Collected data
>>>>

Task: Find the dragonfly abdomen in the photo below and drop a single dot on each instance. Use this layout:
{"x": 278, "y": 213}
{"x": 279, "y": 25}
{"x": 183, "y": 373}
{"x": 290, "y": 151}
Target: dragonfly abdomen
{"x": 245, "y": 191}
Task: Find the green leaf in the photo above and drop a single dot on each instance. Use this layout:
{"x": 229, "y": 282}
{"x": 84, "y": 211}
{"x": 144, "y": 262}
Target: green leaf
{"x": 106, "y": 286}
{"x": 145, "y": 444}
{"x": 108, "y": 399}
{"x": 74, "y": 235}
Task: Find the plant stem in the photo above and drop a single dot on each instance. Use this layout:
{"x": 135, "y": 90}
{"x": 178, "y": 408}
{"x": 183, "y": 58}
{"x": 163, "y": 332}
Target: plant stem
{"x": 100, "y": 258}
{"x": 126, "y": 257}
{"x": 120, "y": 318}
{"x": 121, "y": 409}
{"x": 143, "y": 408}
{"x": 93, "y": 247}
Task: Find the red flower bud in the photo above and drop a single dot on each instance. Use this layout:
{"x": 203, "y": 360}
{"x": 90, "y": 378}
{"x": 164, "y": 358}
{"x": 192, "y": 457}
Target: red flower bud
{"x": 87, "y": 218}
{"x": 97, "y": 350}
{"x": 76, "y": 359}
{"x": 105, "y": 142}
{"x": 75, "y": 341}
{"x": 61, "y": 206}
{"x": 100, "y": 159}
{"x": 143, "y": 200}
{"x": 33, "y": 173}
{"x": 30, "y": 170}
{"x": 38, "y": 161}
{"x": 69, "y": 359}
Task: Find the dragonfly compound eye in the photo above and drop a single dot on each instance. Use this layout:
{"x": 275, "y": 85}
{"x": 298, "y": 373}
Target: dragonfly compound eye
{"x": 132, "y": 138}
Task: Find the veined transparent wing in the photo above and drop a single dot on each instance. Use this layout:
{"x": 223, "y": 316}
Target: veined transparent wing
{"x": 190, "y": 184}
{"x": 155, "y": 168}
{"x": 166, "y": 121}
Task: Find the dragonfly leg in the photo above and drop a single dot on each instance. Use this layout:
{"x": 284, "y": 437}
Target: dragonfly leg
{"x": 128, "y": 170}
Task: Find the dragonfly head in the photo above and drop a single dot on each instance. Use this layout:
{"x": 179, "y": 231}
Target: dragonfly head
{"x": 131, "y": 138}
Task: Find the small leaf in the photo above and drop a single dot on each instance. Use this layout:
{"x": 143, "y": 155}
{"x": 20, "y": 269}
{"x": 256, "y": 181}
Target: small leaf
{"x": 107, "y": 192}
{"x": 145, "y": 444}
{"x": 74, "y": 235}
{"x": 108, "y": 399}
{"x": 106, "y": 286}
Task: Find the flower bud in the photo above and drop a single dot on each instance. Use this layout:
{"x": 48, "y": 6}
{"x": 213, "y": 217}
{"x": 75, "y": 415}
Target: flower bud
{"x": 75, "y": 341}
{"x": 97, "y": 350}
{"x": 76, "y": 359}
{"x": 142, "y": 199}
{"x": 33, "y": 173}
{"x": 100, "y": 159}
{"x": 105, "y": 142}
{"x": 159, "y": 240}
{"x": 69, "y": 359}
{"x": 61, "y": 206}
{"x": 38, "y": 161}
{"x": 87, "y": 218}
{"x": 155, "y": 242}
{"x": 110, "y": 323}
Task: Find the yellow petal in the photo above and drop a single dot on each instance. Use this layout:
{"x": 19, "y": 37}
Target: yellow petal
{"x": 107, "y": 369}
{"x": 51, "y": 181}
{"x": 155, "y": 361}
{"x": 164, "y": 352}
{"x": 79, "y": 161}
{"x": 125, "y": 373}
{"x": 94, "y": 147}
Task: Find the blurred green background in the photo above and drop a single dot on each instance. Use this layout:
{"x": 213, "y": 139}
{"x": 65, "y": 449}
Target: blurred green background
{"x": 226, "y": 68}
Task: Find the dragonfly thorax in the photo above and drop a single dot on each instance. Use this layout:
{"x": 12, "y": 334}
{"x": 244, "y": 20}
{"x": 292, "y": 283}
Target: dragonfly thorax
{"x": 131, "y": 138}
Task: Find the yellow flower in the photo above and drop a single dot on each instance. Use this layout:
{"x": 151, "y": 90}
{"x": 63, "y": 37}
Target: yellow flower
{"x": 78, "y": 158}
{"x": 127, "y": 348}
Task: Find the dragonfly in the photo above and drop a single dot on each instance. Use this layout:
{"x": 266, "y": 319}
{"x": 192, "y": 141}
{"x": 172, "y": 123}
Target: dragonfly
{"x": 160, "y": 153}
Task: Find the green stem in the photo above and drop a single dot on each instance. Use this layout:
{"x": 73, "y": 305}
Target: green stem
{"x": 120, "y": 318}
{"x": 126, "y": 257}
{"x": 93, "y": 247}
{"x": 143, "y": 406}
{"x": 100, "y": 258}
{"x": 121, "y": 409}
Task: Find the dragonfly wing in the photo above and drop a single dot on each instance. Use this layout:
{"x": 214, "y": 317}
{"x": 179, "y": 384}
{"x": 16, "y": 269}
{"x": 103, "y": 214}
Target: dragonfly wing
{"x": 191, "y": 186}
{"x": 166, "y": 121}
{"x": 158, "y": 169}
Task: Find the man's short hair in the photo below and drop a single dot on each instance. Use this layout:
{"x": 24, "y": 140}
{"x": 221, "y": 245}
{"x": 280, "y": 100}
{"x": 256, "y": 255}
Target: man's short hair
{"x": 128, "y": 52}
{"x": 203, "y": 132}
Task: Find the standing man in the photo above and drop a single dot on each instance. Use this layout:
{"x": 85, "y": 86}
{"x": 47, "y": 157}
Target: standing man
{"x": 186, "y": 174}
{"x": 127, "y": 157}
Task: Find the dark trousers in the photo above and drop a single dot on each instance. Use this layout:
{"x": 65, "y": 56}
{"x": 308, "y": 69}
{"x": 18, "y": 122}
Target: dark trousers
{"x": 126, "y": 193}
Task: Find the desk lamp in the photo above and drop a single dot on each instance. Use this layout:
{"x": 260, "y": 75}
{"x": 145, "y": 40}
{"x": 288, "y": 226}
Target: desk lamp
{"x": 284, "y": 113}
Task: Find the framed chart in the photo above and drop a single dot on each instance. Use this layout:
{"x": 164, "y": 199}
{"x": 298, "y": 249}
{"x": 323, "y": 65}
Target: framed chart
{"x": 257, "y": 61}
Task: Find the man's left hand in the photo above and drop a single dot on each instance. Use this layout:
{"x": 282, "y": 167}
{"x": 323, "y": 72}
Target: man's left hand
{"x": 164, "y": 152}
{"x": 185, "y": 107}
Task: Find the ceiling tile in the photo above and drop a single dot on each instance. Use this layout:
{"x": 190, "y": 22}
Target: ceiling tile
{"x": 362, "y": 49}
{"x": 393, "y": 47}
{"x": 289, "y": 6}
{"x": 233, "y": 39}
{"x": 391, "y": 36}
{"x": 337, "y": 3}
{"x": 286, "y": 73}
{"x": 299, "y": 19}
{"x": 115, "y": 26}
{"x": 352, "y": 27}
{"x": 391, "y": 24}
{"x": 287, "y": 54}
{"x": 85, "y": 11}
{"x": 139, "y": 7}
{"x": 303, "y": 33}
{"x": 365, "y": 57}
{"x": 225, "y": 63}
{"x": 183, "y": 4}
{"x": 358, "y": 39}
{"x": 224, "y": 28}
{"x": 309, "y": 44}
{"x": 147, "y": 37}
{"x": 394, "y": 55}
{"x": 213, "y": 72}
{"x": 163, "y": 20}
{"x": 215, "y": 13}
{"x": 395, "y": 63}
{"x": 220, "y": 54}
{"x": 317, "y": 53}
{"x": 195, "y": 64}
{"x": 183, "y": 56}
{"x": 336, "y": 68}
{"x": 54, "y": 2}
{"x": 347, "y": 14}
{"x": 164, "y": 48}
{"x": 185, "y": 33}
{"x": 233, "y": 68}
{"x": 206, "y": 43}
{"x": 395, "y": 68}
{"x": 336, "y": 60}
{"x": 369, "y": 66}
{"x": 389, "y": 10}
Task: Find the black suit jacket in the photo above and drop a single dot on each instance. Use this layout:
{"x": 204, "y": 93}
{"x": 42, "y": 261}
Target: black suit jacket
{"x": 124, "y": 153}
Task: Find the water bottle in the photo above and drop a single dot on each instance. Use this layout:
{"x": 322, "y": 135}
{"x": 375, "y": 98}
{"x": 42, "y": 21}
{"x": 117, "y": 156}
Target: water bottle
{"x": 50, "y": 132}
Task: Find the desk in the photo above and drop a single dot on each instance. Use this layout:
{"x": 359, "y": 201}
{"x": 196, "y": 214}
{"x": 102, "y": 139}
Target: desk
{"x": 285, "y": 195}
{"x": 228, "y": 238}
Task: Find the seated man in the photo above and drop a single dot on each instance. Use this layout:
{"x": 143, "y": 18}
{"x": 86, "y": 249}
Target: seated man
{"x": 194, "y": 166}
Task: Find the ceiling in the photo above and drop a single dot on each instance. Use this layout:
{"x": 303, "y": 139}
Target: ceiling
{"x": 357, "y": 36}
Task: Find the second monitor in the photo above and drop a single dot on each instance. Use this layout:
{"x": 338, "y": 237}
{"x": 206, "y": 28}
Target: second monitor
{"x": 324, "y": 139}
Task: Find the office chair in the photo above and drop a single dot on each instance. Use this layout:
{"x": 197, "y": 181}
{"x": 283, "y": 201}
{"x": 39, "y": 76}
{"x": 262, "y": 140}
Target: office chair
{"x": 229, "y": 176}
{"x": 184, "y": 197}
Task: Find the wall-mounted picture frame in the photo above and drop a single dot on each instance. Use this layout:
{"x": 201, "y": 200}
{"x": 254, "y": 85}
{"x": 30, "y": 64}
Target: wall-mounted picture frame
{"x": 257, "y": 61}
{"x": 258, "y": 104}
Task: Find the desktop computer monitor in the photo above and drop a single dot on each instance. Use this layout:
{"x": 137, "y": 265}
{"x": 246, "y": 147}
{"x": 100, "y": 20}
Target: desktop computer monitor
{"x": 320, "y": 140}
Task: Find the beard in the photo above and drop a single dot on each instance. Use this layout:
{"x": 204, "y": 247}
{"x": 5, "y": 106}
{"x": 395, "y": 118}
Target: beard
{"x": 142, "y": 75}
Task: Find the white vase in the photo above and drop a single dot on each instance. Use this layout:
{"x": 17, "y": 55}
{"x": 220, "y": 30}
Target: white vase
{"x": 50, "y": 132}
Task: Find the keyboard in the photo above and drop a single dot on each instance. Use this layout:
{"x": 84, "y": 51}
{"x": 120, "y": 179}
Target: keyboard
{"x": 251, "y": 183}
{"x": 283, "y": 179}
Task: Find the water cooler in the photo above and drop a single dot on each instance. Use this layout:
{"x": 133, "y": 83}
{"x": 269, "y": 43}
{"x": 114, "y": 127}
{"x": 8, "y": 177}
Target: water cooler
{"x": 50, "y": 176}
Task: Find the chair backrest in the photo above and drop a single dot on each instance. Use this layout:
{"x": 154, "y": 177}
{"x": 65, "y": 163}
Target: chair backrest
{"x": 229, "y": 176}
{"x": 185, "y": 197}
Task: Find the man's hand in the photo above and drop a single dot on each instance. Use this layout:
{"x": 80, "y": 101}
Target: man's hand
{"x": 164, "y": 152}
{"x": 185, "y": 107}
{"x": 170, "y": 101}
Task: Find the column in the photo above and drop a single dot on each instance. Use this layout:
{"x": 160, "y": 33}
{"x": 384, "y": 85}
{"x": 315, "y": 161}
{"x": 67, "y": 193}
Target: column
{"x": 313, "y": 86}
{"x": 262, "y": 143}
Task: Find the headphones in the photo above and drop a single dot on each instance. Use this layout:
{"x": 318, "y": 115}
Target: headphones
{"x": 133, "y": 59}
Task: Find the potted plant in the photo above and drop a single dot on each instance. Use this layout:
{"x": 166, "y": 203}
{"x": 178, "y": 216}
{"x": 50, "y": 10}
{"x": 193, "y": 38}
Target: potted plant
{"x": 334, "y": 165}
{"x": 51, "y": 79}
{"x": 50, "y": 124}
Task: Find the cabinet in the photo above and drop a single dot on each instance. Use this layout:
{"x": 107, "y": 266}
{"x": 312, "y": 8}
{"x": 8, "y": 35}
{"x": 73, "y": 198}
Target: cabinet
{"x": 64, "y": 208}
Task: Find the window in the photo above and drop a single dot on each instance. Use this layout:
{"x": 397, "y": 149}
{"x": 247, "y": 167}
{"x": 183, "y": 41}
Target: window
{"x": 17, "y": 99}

<<<<

Express the records from the line containing "Task: Find the cabinet" through the end of the records as a JSON list of strings, one string per line and with blank lines left out.

[
  "Task: Find the cabinet in the photo above and drop a single dot on each instance. Use this layout:",
  "{\"x\": 107, \"y\": 266}",
  "{\"x\": 312, \"y\": 8}",
  "{\"x\": 8, \"y\": 35}",
  "{\"x\": 73, \"y\": 198}",
  "Target: cabinet",
  "{\"x\": 64, \"y\": 208}",
  "Task: Find the window in the photo above and drop a single dot on each instance. Use this layout:",
  "{\"x\": 397, \"y\": 149}",
  "{\"x\": 247, \"y\": 167}",
  "{\"x\": 183, \"y\": 41}",
  "Target: window",
  "{\"x\": 17, \"y\": 99}"
]